╭─ Source extract

The federal government has declared the battle against AIDS the nation’s No. 1 health priority. But, sensitive to controversy, officials have proceeded slowly. Even the obvious precaution of screening donated blood for the virus has been criticized – the test isn’t foolproof, and the results could be used to discriminate against individuals.
This month the Red Cross will begin notifying those of its recent blood donors who have tested positive. The agency estimates that up to 1,500 of its pool of four million will be receiving the chilling news. The fallout from AIDS in other areas promises to be far worse:
- The number of new cases, expanding geometrically, will strain the medical system. Some 5,500 have already died, and close to $1.5 billion has been spent on treatment, with costs averaging $147,000 per patient. These figures exclude the unknown thousands who suffer from the debilitating pre-AIDS condition. Perhaps one quarter of this group will go on to develop definitive AIDS infections. Some private health insurers may collapse under the weight of the epidemic.
- Live vaccines against other dangerous illnesses, like polio and measles, may have to be discontinued for those who test positive. In one recent instance a seemingly healthy man, inoculated against smallpox, died when the vaccine caused the very disease meant to be prevented. His immune system, it turned out, was depressed by the AIDS virus.

╰─
╭─ Dataset content

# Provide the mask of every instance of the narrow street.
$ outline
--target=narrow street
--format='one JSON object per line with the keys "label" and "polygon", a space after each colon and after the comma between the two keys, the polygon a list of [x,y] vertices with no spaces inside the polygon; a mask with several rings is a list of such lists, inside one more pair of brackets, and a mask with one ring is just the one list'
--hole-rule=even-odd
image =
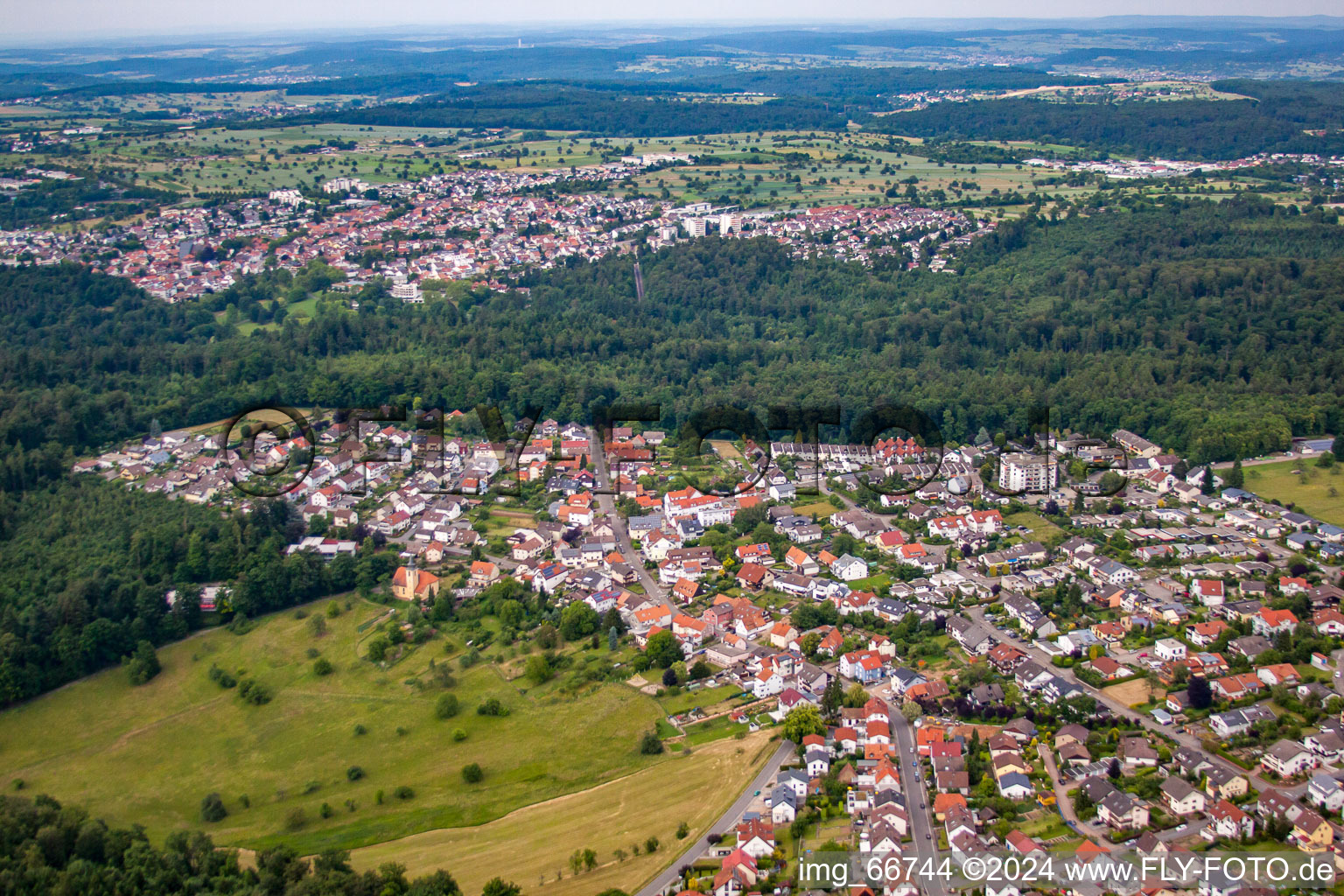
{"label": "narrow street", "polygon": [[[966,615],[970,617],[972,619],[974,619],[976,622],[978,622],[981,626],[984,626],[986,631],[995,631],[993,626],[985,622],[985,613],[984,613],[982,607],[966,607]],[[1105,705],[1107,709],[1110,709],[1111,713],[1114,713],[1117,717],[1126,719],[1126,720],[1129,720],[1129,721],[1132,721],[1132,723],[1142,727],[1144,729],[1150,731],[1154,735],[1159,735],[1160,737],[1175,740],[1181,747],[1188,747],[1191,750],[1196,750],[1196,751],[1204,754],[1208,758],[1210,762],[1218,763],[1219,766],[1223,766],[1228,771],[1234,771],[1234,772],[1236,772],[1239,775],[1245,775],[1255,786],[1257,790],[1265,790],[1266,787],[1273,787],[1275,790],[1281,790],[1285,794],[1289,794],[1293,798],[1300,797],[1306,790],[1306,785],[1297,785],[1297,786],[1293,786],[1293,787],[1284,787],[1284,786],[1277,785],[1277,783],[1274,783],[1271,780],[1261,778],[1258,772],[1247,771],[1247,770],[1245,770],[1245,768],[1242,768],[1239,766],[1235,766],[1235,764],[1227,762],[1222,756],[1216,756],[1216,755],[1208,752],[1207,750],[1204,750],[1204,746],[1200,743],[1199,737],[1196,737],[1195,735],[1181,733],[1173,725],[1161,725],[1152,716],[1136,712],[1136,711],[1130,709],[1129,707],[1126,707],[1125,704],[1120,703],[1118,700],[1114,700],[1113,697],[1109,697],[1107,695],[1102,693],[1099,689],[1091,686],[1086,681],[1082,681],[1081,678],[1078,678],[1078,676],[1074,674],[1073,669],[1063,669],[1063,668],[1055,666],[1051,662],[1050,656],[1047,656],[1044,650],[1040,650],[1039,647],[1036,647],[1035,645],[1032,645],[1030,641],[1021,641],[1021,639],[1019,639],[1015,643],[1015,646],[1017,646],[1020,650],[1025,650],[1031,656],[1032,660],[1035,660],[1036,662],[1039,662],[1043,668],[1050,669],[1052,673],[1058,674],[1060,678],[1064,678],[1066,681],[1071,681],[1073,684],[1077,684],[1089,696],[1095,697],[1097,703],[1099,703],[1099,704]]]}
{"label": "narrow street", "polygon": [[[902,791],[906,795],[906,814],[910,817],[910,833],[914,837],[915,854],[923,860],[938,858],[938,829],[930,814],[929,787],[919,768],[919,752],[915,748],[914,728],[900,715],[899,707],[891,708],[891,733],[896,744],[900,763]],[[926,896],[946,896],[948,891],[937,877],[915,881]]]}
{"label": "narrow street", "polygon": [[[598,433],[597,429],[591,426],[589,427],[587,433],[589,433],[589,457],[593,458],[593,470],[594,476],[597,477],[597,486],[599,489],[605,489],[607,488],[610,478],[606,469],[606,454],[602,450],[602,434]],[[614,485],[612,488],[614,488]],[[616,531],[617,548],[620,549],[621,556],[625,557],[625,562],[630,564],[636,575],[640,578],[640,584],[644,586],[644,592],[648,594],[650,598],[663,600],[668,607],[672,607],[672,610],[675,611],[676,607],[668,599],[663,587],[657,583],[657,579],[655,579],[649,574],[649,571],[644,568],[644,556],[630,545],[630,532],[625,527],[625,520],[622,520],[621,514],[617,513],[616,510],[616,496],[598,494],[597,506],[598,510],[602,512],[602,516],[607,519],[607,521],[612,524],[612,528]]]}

╰─

**Problem to work on:**
Reproduce the passage on the federal response to AIDS verbatim, in full.

**Written answer:**
The federal government has declared the battle against AIDS the nation’s No. 1 health priority. But, sensitive to controversy, officials have proceeded slowly. Even the obvious precaution of screening donated blood for the virus has been criticized – the test isn’t foolproof, and the results could be used to discriminate against individuals.
This month the Red Cross will begin notifying those of its recent blood donors who have tested positive. The agency estimates that up to 1,500 of its pool of four million will be receiving the chilling news. The fallout from AIDS in other areas promises to be far worse:
- The number of new cases, expanding geometrically, will strain the medical system. Some 5,500 have already died, and close to $1.5 billion has been spent on treatment, with costs averaging $147,000 per patient. These figures exclude the unknown thousands who suffer from the debilitating pre-AIDS condition. Perhaps one quarter of this group will go on to develop definitive AIDS infections. Some private health insurers may collapse under the weight of the epidemic.
- Live vaccines against other dangerous illnesses, like polio and measles, may have to be discontinued for those who test positive. In one recent instance a seemingly healthy man, inoculated against smallpox, died when the vaccine caused the very disease meant to be prevented. His immune system, it turned out, was depressed by the AIDS virus.